* DOKUMENTTEXT
Dresden – „Waschen statt duschen“ steht auf einem der grünen Zettel, die Kirchentagsgäste an die „Speaker’s Corner“ auf dem Dresdner Neumarkt geklebt haben. Auf einem anderen ist zu lesen: „Statt Kohle aus China lieber sichere Atomkraftwerke“.

Dresden – „Waschen statt duschen“ steht auf einem der grünen Zettel, die Kirchentagsgäste an die „Speaker’s Corner“ auf dem Dresdner Neumarkt geklebt haben. Auf einem anderen ist zu lesen: „Statt Kohle aus China lieber sichere Atomkraftwerke“. Die Meinungen, die auf dem Kirchentag über die Energiewende geäußert werden, gehen auseinander. Ein älterer Mann mit süddeutschem Akzent greift zum Mikrofon und erzählt, dass sein Sohn angefeindet werde, weil er in der Atomindustrie arbeitet. Ein junger Mann hält dagegen, dass man den Atomausstieg eben nicht überstürzen dürfe, damit die Strompreise stabil bleiben und die Stimmung nicht kippe. Eine ältere Frau meint, dass sie schon seit 30 Jahren gegen die Atomkraftwerke kämpfe und man den „Sack jetzt schnell zumachen muss“.

* LERNMATERIAL
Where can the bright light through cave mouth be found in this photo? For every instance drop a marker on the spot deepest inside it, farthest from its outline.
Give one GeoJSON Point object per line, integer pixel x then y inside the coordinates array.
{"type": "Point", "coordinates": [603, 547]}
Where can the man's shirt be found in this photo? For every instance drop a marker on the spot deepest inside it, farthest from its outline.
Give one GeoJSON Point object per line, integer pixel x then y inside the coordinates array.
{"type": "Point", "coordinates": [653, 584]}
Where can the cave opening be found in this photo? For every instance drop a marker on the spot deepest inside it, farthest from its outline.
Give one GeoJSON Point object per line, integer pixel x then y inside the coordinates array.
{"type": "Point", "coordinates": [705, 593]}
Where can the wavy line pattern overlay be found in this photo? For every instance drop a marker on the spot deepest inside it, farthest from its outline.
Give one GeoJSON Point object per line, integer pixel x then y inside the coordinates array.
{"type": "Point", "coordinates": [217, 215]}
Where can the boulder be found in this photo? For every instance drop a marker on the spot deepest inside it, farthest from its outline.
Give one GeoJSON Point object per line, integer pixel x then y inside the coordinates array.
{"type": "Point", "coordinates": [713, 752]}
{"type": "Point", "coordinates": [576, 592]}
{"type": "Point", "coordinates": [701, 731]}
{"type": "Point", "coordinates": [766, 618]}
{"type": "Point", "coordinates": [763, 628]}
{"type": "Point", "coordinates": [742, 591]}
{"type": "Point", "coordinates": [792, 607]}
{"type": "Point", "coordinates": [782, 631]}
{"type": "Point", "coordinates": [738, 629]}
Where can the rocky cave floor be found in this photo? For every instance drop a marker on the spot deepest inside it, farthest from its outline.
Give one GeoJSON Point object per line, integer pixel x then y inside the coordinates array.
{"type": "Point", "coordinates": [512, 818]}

* ZUM AUSPROBIEREN
Wiederhole bitte den gesamten Dokumenttext Wort für Wort. Verwende ausschließlich den Dokumenttext.

* ERWARTETE ANTWORT
Dresden – „Waschen statt duschen“ steht auf einem der grünen Zettel, die Kirchentagsgäste an die „Speaker’s Corner“ auf dem Dresdner Neumarkt geklebt haben. Auf einem anderen ist zu lesen: „Statt Kohle aus China lieber sichere Atomkraftwerke“.

Dresden – „Waschen statt duschen“ steht auf einem der grünen Zettel, die Kirchentagsgäste an die „Speaker’s Corner“ auf dem Dresdner Neumarkt geklebt haben. Auf einem anderen ist zu lesen: „Statt Kohle aus China lieber sichere Atomkraftwerke“. Die Meinungen, die auf dem Kirchentag über die Energiewende geäußert werden, gehen auseinander. Ein älterer Mann mit süddeutschem Akzent greift zum Mikrofon und erzählt, dass sein Sohn angefeindet werde, weil er in der Atomindustrie arbeitet. Ein junger Mann hält dagegen, dass man den Atomausstieg eben nicht überstürzen dürfe, damit die Strompreise stabil bleiben und die Stimmung nicht kippe. Eine ältere Frau meint, dass sie schon seit 30 Jahren gegen die Atomkraftwerke kämpfe und man den „Sack jetzt schnell zumachen muss“.